»»
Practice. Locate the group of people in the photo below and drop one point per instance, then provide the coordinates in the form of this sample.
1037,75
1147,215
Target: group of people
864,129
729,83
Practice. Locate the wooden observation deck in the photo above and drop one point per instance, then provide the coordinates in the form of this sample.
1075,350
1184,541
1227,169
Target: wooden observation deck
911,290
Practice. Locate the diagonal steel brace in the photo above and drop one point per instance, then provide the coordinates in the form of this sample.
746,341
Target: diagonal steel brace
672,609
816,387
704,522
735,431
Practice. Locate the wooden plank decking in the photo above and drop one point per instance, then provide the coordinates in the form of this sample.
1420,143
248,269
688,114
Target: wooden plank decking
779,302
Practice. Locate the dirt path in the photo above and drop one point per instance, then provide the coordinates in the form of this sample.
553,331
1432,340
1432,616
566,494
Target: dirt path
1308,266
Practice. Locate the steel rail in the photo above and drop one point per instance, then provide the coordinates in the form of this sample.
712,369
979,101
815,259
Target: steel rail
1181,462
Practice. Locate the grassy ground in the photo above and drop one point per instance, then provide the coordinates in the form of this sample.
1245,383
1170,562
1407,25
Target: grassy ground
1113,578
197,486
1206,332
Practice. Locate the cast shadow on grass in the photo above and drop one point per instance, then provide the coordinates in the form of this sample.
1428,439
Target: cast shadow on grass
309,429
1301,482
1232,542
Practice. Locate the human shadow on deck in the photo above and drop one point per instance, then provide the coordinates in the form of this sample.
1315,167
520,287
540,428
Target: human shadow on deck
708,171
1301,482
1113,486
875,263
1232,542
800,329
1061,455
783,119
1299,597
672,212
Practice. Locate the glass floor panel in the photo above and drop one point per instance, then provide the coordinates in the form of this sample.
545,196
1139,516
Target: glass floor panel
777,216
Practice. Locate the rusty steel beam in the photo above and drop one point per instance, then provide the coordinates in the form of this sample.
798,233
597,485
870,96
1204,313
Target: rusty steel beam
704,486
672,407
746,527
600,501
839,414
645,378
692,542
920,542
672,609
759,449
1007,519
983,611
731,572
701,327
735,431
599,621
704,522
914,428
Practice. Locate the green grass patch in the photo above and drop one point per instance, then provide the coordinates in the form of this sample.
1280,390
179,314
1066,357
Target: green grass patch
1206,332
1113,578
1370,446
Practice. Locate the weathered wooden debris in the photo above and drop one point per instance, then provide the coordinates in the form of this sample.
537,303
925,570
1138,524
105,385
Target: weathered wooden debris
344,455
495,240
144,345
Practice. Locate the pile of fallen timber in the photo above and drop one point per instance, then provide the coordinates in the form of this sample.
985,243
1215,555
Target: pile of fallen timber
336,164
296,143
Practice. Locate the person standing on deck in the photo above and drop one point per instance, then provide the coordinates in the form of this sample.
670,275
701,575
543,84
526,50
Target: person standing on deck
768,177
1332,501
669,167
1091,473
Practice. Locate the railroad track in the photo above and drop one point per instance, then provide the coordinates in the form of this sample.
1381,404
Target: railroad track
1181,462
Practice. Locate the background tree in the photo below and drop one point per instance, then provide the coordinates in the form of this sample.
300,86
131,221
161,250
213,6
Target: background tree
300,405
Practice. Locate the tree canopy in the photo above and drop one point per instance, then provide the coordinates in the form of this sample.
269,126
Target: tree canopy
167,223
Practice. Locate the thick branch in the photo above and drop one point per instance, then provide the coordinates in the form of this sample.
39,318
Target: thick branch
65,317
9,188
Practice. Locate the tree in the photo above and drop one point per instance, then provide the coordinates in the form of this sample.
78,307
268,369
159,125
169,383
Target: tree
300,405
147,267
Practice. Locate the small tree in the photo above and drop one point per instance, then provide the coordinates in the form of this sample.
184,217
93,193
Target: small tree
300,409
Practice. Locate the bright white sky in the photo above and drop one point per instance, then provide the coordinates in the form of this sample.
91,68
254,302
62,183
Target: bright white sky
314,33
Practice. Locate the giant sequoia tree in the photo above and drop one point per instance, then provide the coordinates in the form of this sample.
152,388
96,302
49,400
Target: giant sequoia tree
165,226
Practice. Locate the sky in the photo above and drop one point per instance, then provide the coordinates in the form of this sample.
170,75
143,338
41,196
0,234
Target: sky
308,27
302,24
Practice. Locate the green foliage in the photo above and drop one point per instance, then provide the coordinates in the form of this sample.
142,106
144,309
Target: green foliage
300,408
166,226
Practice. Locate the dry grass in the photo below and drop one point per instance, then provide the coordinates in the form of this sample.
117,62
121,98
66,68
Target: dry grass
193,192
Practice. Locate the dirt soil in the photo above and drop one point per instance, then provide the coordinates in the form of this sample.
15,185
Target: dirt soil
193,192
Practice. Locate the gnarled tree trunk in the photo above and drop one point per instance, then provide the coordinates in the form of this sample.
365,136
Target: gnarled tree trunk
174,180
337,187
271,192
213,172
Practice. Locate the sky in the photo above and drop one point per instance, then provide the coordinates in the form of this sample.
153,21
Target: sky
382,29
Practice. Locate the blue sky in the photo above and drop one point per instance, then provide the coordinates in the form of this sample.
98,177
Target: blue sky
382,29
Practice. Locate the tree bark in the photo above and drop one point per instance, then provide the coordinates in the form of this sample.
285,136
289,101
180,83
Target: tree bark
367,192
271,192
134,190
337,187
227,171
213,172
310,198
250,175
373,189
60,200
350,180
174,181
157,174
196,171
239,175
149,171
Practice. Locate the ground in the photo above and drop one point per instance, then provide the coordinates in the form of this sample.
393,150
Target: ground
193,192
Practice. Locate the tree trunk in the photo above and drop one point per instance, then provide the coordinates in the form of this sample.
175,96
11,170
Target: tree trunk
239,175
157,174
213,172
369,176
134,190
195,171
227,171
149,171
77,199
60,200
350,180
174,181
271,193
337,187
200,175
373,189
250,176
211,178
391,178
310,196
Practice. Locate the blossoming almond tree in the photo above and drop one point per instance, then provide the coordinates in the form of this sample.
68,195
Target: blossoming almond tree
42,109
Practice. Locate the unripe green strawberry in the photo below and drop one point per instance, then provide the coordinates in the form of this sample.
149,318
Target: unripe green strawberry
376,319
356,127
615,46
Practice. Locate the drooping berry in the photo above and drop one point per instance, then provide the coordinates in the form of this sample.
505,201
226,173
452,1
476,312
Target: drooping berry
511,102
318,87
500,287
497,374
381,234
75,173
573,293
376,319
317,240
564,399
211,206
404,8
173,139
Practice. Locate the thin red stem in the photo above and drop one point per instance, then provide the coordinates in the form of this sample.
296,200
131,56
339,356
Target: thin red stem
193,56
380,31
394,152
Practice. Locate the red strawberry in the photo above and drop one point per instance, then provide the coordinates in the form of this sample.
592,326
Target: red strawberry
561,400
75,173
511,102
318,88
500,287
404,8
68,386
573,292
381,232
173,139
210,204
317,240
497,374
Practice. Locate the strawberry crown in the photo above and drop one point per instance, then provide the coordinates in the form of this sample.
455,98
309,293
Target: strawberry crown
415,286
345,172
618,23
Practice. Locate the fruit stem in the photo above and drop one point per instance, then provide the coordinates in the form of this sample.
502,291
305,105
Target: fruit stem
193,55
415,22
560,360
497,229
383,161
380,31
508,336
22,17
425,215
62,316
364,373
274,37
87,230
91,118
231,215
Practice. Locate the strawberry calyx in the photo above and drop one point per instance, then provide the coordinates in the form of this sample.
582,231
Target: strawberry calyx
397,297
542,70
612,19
««
■ Instruction ■
Please quote all of the records above, word for word.

■ Solution below ■
Practice. Locate the group of people in the photo below and drop one point per instance, then provide the coordinates in the form of this sample.
1037,75
1147,215
Target: group of people
864,129
729,83
Practice. Locate the wooden observation deck in the photo above and drop one point per instance, then provide the coordinates in the form of this sample.
1075,350
1184,541
1227,169
Target: wooden observation deck
911,290
Practice. Locate the diagonal steel brace in the photo above and drop one point per instance, then provide the coordinates in the form of this sample.
746,341
Target: diagonal steel brace
672,609
816,387
704,522
735,431
Practice. Locate the wooden plank decking in the photo above and drop one point per instance, then provide the coordinates in the form of this sample.
1420,143
248,269
688,114
Target: wooden plank decking
779,302
Practice. Locate the dirt path in the photo above and drop one point per instance, then provide the coordinates in the form of this sample.
553,331
1432,340
1432,616
566,494
Target: dirt path
1308,266
Practice. Locate the steel rail in the photo above and drop one point per instance, then provide the coordinates in the form of this sample.
712,369
979,101
815,259
Target: steel rail
1181,462
Practice. Locate the grassy ground in the photo above and drop one point per instance, then provide the coordinates in the form of this sample.
1245,383
1170,562
1407,25
Target: grassy ground
1113,578
197,486
1206,332
Practice. Locate the cast shadow on grass in the photo above and drop one point per instance, then provide the coordinates in the form of this sample.
1428,439
Target: cast shadow on grass
309,429
1301,482
1232,542
Practice. Locate the human shadow on deck in the photo above and drop one point per instance, then provide the coordinates in the form of this sample.
1315,167
520,287
540,428
Target: human shadow on deck
708,171
1301,482
1113,486
875,263
1232,542
800,329
1061,455
783,119
1299,597
672,212
Practice. Locate the glass floor panel in the photo above and drop one point per instance, then provide the coordinates in the form of this sample.
545,196
1139,516
Target: glass floor panel
777,216
Practice. Locate the rusty steel beam in the photo above and drop one point per instance, then provide the coordinates in the form of this sample.
798,233
597,485
870,96
1204,313
Target: rusty steel beam
704,486
672,407
746,527
600,501
839,414
645,378
692,542
920,542
672,609
759,449
1007,519
983,611
731,572
701,327
735,431
599,621
704,522
914,428
Practice. Locate the green grass patch in the photo above and drop one point per instance, then provide the coordinates in the form of this sample.
1280,390
179,314
1066,357
Target: green grass patch
1206,332
1113,578
1370,446
Practice. Locate the weathered wooden debris in the photo above and drop one point per instance, then provide the coordinates in the form of this sample.
537,303
925,570
1138,524
105,385
Target: weathered wooden debris
344,455
495,240
144,345
Practice. Locate the pile of fallen timber in the photo above and drop one point per instance, then provide the coordinates in the form of this sample.
985,243
1215,555
Target: pile of fallen timber
336,164
296,143
Practice. Locate the person standing on deck in the photo above and drop one point per instance, then provide the coordinates in the form of this sample.
670,275
701,575
543,84
526,50
Target: person standing on deck
768,177
1332,501
669,167
1091,473
Practice. Locate the railroad track in the photo above and drop one point per instance, then provide the coordinates in the form of this sample.
1381,404
Target: railroad track
1181,462
Practice. Locate the background tree in the photo below and drop one point per instance, then provide the coordinates in the form of this sample.
300,86
131,221
161,250
213,6
Target: background tree
300,405
Practice. Locate the tree canopy in the photo above and drop one point per instance, then provide the coordinates in the form of this sample.
269,126
Target: tree canopy
167,223
Practice. Locate the thick branch in the photo above and drop one point per instance, then provide the coordinates in the form of this sample.
39,318
Target: thick branch
65,317
9,188
Practice. Locate the tree in the photo above and drop one point per instance, then provide the coordinates in the form of this sample.
78,307
268,369
159,125
169,383
Target: tree
300,405
147,267
Practice. Locate the small tree in the photo above and drop one point per instance, then provide the coordinates in the form of this sample.
184,217
93,193
Target: small tree
300,409
Practice. Locate the bright white sky in the photo above and drop one point per instance, then provide the coordinates in the form of this sample.
91,68
254,302
62,183
Target: bright white sky
314,33
Practice. Locate the giant sequoia tree in the photo above and drop one point per instance, then provide the coordinates in the form of this sample.
152,388
96,302
49,400
Target: giant sequoia tree
165,226
Practice. Locate the sky in the photo above and drop one point per instance, then provide the coordinates in the form of this sample.
170,75
143,338
41,196
0,234
Target: sky
308,27
302,24
Practice. Locate the green foliage in the photo above and drop one point per instance, then provide the coordinates in the form of this sample.
142,106
144,309
Target: green foliage
300,408
166,226
Practice. Locate the dry grass in the photo below and drop one point per instance, then provide the coordinates in the form of this sample.
117,62
121,98
66,68
Target: dry grass
193,192
Practice. Locate the dirt soil in the photo above and drop one point per instance, then provide the coordinates in the form of this sample.
15,185
Target: dirt soil
193,192
Practice. Locate the gnarled tree trunk in the photo above and drop one point per instance, then provide the coordinates in the form of this sample.
365,136
Target: gnarled tree trunk
174,180
337,187
271,192
213,172
Practice. Locate the sky in the photo above and drop one point per instance, then provide the coordinates in the form of this sample.
153,21
Target: sky
382,29
Practice. Locate the blue sky in the photo above and drop one point per instance, then provide the coordinates in the form of this sample.
98,177
Target: blue sky
382,29
Practice. Locate the tree bark in the photo above and drop one point per instance, then provide the coordinates in the form of this sample.
285,136
289,101
180,83
Target: tree bark
367,192
271,192
134,190
337,187
227,171
213,172
310,198
250,175
373,189
60,200
350,180
174,181
157,174
196,171
239,175
149,171
Practice. Locate the ground in the photo above and drop one point per instance, then provide the coordinates in the form of this sample.
393,150
Target: ground
193,192
Practice. Locate the tree trunk in the photo above and drop one point per instance, then provide the coordinates in the form of this sample.
175,96
11,170
Target: tree trunk
239,175
157,174
213,172
369,176
134,190
195,171
227,171
149,171
77,199
60,200
350,180
174,181
271,193
337,187
200,175
373,189
250,176
211,178
391,178
310,196
Practice. Locate the blossoming almond tree in the photo above and drop one point per instance, then provide the coordinates in the form of this sample.
68,195
Target: blossoming almond tree
42,109
Practice. Locate the unripe green strawberry in the photo below and drop one point per instance, then provide the coordinates in the form of this sample.
149,318
Target: unripe green strawberry
376,319
356,127
615,46
Practice. Locate the drooping berry in the photo above and drop one point per instance, then provide the coordinates in the form of this sample.
505,201
226,173
452,1
476,312
Target: drooping berry
511,102
318,87
500,287
497,374
381,234
75,173
573,293
376,319
317,240
564,399
211,206
404,8
173,139
Practice. Locate the thin red stem in the photo above and drop one point per instance, then provide the coordinates in the form of this sample.
296,200
131,56
339,356
Target: thin red stem
193,56
380,31
394,152
Practice. Locate the red strawberry in the photo above and drop one point per instance, then provide the coordinates in the form of this sample.
592,326
Target: red strawberry
561,400
75,173
511,102
318,88
500,287
404,8
68,386
573,292
381,232
173,139
210,204
317,240
497,374
Practice. Locate the strawberry crown in the photo above and drop one point per instance, then provide the coordinates in the form of this sample.
455,98
309,293
Target: strawberry crown
415,286
345,172
618,23
Practice. Locate the fruit stem in the photo above and drop one point per instance, then provide the coordinates in the form of this sample.
502,291
305,105
Target: fruit stem
193,55
415,22
560,360
497,229
383,161
380,31
508,336
22,17
425,215
62,316
364,373
274,37
87,230
91,118
231,215
Practice. Locate the strawberry calyx in the photo above and drop one point per instance, then provide the coordinates in the form of this sample.
582,231
Target: strawberry calyx
397,297
542,70
612,19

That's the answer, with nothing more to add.